● Provided text:
· · · · · · ·

Sanitation and good hygiene practices in early childhood have lifelong benefits, study shows.

Environmental factors such as sanitation and hygiene can have a profound and longterm impact on our health.

Providing mothers and their young children with access to sanitation and good hygiene reduces stress and may prevent illness later in life, according to a new US study.

The study, published in Nature, analysed 5,551 pregnant women and their children in rural Bangladesh. It provides the clearest indication yet that environmental factors such as sanitation can have an impact on long-term health via what is known as epigenetic programming — where external conditions cause lasting damage to DNA and make children vulnerable to a range of acute and chronic conditions.

Participants in the study were placed into one of seven groups, four of whom received nutrient supplements and then one of the following: clean drinking water, sanitation, handwashing stations or nutrition counselling. The fifth group received water, sanitation and handwashing interventions while the sixth received water, sanitation, handwashing and nutrition interventions. The final group received no interventions.

· · · · · · ·

● Extracted data:

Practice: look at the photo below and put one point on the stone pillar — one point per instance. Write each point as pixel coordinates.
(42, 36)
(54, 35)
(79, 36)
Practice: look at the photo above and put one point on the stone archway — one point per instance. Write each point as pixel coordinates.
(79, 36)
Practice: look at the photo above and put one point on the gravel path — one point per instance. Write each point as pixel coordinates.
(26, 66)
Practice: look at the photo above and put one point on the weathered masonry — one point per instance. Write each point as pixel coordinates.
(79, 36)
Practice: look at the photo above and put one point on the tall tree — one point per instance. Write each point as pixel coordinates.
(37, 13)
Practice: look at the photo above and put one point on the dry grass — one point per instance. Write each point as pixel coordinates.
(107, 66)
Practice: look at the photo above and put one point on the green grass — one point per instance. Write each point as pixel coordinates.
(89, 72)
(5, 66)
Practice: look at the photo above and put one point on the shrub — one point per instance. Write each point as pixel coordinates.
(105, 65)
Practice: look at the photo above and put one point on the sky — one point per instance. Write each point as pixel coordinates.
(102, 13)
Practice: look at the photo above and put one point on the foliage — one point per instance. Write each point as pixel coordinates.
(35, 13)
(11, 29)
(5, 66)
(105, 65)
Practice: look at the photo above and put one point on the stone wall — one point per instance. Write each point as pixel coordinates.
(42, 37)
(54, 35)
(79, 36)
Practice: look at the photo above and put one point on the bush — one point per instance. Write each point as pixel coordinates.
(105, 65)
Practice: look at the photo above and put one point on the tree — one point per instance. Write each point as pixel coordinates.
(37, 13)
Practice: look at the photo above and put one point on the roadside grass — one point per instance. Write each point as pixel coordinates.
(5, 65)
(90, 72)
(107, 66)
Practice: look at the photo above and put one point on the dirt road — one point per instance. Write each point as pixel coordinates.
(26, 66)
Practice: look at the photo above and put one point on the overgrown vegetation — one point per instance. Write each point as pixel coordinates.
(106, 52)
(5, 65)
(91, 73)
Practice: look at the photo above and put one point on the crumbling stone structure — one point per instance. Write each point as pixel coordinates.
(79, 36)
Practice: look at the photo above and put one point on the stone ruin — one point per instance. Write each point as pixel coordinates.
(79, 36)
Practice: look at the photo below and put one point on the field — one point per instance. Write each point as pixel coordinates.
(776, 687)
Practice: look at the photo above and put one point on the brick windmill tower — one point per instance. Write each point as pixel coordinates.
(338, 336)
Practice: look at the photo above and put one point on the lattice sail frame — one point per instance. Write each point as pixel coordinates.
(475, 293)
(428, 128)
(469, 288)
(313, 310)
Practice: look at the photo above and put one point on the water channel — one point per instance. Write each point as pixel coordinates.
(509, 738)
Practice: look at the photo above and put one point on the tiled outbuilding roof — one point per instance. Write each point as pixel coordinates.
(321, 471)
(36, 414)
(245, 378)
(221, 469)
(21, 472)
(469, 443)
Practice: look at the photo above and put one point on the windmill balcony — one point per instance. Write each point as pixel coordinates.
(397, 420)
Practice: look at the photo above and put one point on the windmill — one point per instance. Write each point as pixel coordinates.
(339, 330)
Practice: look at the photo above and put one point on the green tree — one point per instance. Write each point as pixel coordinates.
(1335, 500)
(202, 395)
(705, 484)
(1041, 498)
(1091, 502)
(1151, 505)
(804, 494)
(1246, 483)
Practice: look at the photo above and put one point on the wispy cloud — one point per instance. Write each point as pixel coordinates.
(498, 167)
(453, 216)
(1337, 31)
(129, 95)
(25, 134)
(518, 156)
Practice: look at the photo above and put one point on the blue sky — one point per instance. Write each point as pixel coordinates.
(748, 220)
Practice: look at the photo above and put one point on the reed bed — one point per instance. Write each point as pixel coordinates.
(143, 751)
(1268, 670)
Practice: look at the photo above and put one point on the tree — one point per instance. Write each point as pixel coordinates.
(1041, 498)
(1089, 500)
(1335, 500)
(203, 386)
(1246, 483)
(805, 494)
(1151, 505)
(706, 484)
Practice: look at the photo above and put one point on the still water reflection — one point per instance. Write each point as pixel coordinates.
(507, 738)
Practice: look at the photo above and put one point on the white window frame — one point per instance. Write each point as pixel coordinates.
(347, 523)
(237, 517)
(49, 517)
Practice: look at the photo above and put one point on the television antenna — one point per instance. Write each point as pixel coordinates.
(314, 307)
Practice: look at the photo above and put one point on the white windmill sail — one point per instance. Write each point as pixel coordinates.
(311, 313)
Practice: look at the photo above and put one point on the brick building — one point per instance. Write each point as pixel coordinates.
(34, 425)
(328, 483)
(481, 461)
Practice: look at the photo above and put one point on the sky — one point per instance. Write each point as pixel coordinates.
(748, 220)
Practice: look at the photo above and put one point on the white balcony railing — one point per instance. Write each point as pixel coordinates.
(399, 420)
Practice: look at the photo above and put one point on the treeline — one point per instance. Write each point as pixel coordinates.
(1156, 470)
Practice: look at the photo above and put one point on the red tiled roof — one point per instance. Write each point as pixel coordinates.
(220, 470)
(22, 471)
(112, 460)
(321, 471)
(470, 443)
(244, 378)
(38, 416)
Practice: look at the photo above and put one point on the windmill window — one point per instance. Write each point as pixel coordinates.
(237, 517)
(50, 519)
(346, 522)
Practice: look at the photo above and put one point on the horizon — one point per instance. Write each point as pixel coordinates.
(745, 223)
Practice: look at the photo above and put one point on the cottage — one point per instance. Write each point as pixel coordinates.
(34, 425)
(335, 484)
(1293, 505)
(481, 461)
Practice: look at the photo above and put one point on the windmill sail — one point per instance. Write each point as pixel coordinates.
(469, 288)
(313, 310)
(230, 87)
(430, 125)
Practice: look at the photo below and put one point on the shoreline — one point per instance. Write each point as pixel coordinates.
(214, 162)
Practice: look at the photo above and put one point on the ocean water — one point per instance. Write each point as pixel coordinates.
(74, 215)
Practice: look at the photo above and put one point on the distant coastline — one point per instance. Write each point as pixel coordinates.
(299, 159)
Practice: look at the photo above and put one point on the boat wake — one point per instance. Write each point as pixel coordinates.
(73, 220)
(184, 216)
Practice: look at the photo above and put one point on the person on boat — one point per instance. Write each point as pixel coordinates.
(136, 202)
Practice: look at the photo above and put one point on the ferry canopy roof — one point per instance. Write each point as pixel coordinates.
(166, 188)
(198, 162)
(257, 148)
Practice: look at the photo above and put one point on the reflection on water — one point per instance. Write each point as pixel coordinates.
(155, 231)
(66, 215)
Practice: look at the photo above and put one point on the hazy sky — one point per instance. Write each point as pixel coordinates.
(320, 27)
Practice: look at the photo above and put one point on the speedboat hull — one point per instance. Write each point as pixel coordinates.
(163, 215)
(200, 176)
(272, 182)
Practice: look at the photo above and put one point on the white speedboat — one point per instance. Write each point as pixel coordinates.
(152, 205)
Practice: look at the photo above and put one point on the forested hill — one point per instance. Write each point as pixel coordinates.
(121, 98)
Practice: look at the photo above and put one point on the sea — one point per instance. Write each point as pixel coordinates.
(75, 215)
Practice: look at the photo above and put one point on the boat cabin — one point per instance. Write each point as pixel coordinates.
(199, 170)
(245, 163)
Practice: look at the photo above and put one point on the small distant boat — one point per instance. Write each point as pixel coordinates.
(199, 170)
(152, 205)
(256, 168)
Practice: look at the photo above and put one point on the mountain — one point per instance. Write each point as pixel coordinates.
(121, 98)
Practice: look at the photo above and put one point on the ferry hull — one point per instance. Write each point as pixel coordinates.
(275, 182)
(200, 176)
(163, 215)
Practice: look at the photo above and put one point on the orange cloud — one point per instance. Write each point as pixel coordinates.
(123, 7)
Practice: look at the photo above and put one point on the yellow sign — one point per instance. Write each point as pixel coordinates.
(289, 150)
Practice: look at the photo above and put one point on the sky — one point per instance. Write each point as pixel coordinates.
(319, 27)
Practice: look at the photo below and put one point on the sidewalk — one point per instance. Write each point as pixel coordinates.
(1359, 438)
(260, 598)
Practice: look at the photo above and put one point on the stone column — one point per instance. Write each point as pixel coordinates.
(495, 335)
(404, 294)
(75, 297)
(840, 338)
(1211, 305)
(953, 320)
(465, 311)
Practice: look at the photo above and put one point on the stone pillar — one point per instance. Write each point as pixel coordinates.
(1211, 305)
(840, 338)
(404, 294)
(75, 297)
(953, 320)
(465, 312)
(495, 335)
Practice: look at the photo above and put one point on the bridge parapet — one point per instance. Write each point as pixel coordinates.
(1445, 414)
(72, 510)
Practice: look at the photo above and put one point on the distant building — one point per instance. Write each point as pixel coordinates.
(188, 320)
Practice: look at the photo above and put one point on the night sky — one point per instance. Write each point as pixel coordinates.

· · · · · · ·

Write out the part of the sanitation study article that starts with "Sanitation and good hygiene practices" and goes on through "new US study.".

● Response area:
Sanitation and good hygiene practices in early childhood have lifelong benefits, study shows.

Environmental factors such as sanitation and hygiene can have a profound and longterm impact on our health.

Providing mothers and their young children with access to sanitation and good hygiene reduces stress and may prevent illness later in life, according to a new US study.